Given problem - Copy word for word the part of the parentheses-removal post below that runs from "Remove the minimum" up to and including "parentheses ( and ).".

Supplied passage -

-------

Remove the minimum number of invalid parentheses in order to make the input string valid. Return all possible results.

Note -

The input string may contain letters other than the parentheses ( and ).

Here is my solution to this challenge -

def remove_invalid_parentheses(s):

    removed = 0
    results = {s}
    count = {"(": 0, ")": 0}
    for i, c in enumerate(s):
        if c == ")" and count["("] == count[")"]:
            new_results = set()
            while results:
                result = results.pop()
                for j in range(i - removed + 1):
                    if result[j] == ")":
                        new_results.add(result[:j] + result[j + 1:])
            results = new_results
            removed += 1
        else:
            if c in count:
                count[c] += 1
    count = {"(": 0, ")": 0}
    i = len(s)
    ll = len(s) - removed
    for ii in range(ll - 1, -1, -1):
        i-=1
        c = s[i]
        if c == "(" and count["("] == count[")"]:
            new_results = set()
            while results:
                result = results.pop()
                for j in range(ii, ll):
                    if result[j] == "(":
                        new_results.add(result[:j] + result[j + 1:])
            results = new_results
            ll -= 1
        else:
            if c in count:
                count[c] += 1
    return list(results)

Explanation -

  • Scan from left to right, make sure count["("] >= count[")"].

-------

Material provided -
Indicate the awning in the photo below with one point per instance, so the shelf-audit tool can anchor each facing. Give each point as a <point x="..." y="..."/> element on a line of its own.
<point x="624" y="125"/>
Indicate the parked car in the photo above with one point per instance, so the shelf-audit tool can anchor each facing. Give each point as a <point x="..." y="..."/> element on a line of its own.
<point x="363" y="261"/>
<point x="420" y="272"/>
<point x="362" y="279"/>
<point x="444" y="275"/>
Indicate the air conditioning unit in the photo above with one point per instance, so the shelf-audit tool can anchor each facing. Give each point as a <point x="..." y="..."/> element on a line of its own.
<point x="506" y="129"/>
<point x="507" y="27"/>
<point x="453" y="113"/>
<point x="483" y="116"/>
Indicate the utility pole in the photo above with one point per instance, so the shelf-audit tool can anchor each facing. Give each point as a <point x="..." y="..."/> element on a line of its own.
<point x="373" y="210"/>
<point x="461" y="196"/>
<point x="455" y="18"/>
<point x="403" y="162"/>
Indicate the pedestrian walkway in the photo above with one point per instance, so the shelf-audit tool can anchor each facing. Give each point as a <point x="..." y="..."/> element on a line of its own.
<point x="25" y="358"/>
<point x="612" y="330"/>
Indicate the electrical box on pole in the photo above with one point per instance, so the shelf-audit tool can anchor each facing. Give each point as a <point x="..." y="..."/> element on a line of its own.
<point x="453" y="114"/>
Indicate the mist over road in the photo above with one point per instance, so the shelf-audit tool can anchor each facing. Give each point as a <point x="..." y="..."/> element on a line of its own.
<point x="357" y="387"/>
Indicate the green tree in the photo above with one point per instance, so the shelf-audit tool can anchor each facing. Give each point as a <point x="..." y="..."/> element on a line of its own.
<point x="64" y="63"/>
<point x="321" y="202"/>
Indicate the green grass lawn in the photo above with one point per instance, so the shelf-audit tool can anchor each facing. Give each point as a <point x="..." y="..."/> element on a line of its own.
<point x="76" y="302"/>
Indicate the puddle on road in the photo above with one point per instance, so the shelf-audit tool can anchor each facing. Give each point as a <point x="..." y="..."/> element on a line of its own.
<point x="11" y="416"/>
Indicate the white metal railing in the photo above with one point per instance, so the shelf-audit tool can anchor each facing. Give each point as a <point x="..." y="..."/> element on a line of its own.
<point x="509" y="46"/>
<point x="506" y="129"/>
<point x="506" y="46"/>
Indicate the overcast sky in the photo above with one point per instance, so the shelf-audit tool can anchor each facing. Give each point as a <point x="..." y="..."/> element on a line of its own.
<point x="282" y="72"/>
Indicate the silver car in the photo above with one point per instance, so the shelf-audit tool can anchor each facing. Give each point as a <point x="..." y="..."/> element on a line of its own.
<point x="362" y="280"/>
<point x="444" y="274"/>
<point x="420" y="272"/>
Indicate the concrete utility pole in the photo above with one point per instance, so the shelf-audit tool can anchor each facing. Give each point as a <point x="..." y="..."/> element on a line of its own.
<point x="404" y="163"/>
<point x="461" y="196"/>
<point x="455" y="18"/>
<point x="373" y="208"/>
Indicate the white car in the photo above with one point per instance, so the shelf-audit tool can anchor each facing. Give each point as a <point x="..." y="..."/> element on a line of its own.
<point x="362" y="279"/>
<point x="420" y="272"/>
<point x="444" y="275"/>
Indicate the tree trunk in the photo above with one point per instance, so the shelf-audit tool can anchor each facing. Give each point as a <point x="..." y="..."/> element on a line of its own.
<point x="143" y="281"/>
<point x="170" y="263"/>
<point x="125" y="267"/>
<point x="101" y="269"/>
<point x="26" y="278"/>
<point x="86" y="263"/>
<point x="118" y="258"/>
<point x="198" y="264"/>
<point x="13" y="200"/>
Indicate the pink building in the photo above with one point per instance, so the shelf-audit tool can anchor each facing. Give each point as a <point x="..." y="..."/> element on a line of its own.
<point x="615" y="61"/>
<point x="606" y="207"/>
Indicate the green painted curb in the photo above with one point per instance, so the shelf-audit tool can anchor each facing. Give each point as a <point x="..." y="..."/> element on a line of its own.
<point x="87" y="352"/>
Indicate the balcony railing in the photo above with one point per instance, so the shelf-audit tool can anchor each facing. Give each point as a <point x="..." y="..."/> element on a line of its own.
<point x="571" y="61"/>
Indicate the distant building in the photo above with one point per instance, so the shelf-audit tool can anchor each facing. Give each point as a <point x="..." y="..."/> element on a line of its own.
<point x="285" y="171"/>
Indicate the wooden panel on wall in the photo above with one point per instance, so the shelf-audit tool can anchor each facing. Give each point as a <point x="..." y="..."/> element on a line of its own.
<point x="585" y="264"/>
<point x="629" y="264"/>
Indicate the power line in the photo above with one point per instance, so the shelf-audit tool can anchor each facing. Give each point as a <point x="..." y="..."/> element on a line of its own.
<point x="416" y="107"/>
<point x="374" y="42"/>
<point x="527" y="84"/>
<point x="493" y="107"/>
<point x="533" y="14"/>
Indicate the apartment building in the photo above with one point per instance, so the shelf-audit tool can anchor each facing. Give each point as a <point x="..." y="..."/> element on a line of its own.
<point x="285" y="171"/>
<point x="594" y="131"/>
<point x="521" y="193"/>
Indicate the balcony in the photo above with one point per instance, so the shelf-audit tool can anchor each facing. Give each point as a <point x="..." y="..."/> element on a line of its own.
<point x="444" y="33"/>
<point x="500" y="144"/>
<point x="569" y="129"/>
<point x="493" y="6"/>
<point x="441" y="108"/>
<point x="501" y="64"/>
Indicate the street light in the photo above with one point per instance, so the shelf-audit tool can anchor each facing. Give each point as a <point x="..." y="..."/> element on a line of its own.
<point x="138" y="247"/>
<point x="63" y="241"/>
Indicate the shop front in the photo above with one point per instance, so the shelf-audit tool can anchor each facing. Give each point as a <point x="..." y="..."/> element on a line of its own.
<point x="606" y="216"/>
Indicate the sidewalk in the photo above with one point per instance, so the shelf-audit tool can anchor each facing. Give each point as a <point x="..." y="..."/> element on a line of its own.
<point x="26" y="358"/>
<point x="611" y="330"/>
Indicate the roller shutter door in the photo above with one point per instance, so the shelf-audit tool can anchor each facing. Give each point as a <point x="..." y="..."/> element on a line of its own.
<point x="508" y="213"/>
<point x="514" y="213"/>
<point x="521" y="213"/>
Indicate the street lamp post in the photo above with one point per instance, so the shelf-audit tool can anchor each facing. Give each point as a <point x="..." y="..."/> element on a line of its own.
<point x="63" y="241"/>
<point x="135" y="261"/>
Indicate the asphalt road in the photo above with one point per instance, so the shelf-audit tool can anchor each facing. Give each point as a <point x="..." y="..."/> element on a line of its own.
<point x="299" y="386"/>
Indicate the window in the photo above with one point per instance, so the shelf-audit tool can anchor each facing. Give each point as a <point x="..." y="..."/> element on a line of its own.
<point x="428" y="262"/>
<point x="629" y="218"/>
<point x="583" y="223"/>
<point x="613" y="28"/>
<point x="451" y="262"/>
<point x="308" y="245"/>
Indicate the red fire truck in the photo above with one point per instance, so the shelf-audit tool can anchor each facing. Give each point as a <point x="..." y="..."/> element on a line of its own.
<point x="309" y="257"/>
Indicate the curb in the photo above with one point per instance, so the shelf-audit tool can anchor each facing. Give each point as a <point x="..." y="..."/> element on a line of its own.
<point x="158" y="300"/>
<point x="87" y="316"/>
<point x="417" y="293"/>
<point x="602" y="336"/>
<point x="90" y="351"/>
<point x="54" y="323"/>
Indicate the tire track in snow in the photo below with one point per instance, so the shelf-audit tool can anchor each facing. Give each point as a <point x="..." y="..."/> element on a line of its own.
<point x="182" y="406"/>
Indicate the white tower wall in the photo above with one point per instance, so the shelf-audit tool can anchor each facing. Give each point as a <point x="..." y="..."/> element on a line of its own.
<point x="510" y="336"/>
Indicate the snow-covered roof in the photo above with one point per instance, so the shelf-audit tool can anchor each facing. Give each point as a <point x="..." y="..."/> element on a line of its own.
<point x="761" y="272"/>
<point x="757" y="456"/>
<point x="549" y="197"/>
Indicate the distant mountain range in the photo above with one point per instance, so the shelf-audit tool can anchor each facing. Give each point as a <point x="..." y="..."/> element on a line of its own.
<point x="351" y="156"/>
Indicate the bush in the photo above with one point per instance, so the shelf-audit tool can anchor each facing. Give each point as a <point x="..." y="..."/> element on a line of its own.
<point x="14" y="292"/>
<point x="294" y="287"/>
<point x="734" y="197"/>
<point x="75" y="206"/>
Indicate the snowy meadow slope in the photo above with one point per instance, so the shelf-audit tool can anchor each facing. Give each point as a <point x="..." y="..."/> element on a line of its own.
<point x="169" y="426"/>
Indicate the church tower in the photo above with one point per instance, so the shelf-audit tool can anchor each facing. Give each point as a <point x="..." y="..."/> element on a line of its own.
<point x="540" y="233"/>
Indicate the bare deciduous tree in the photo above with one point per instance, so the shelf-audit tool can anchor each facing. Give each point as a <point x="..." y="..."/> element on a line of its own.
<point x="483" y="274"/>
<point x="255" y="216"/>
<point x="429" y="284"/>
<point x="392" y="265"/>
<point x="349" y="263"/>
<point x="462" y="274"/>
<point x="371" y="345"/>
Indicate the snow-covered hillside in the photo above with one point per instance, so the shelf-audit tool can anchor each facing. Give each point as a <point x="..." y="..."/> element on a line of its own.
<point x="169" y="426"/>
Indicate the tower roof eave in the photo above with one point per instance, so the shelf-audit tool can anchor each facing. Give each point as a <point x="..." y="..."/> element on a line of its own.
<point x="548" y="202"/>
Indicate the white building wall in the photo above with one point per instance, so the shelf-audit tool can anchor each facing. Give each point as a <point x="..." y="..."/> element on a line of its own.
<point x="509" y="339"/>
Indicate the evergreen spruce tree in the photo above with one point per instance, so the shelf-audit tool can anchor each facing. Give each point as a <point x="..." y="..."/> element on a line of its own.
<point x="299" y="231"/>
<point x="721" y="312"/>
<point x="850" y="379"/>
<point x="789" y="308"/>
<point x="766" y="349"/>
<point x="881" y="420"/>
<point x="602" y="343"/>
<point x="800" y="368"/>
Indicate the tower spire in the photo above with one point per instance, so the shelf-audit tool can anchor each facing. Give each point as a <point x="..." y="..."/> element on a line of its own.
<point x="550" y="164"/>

-------

Answer for this exercise -
Remove the minimum number of invalid parentheses in order to make the input string valid. Return all possible results.

Note -

The input string may contain letters other than the parentheses ( and ).